## Task prompt
Transcribe every one of the entries below word for word, keeping each line in its original order and form.

## Data shown

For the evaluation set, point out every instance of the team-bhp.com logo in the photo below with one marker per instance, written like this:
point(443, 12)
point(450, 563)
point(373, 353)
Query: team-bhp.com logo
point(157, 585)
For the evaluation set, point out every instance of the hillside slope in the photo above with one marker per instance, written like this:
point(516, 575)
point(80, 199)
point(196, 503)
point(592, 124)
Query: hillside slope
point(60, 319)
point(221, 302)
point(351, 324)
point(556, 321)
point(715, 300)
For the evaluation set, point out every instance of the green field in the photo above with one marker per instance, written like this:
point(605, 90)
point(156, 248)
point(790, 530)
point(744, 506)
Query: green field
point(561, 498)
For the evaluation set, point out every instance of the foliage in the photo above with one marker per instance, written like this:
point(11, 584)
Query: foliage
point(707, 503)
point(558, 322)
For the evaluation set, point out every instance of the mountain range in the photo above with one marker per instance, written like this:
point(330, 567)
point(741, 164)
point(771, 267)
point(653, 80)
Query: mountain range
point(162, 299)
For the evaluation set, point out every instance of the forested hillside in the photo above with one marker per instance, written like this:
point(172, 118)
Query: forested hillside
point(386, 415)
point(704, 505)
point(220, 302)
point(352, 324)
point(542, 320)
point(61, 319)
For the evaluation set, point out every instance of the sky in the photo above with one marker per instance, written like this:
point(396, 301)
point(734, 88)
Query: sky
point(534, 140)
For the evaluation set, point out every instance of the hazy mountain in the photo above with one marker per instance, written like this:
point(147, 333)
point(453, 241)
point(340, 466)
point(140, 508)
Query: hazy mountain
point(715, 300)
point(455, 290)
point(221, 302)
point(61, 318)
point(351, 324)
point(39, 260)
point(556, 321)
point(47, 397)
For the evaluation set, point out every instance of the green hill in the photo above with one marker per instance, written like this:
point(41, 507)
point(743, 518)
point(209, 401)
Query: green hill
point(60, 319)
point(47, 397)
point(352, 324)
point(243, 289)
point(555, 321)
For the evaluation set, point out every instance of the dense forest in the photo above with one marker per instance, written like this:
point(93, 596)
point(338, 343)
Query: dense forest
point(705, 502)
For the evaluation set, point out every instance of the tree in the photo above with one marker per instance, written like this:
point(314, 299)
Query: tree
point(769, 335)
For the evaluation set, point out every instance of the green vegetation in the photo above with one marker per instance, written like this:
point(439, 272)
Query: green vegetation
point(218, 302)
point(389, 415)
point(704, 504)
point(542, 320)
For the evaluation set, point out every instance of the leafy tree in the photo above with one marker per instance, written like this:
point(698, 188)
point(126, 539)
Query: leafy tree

## Finished answer
For the evaluation set, point out every instance of the team-bhp.com logo in the photo below with one marker per instance, written like this:
point(443, 12)
point(450, 563)
point(373, 353)
Query: team-bhp.com logo
point(157, 585)
For the evaluation set, point out every instance of the hillside slope in the photo above with one marker per instance, written like this:
point(516, 575)
point(80, 199)
point(196, 503)
point(592, 124)
Query: hillside slope
point(60, 319)
point(221, 302)
point(351, 324)
point(556, 321)
point(715, 300)
For the evaluation set, point out every instance of the green field in the photo above with one marker per instance, written like this:
point(605, 90)
point(156, 248)
point(790, 530)
point(744, 506)
Query: green field
point(561, 498)
For the evaluation set, point out every instance of the foliage in the photo above with one marker per instance, written like this:
point(11, 584)
Query: foliage
point(707, 503)
point(558, 322)
For the evaluation set, point out every instance of the mountain range in the photo above with one marker per instance, written like this:
point(330, 567)
point(741, 164)
point(771, 267)
point(653, 80)
Query: mountain range
point(162, 299)
For the evaluation set, point out every instance of the forested hillside in the photo above with one marker per instance, written like this:
point(172, 118)
Query: forested hillside
point(386, 415)
point(704, 505)
point(220, 302)
point(352, 324)
point(542, 320)
point(61, 319)
For the evaluation set, point out every instance of the sky in the photo above with one marker per instance, written like this:
point(396, 301)
point(734, 88)
Query: sky
point(534, 140)
For the evaluation set, point out every instance of the hazy mountain in the photo above with one marker per instance, written like this:
point(147, 333)
point(453, 241)
point(340, 466)
point(140, 508)
Query: hazy mountain
point(715, 300)
point(455, 290)
point(221, 302)
point(61, 318)
point(351, 324)
point(39, 260)
point(556, 321)
point(47, 397)
For the evaluation set, point out every instance of the green hill in the photo above with one marker per instance, written like this:
point(41, 507)
point(743, 518)
point(209, 401)
Query: green hill
point(60, 319)
point(47, 397)
point(352, 324)
point(243, 289)
point(555, 321)
For the evaluation set, point out every instance of the dense forest in the photo above with one marker per instance, written like this:
point(93, 596)
point(338, 343)
Query: dense forest
point(705, 502)
For the evaluation set, point out every instance of the tree in the photo above with one marker per instance, written like this:
point(314, 299)
Query: tree
point(769, 335)
For the evaluation set, point out every instance of the green vegetation in the photo above with one marker per instance, written like this:
point(439, 272)
Query: green vegetation
point(218, 302)
point(389, 415)
point(704, 504)
point(542, 320)
For the evaluation set, point out every instance of the leafy tree in the photo above with one marker per instance, written like this:
point(698, 188)
point(126, 539)
Query: leafy tree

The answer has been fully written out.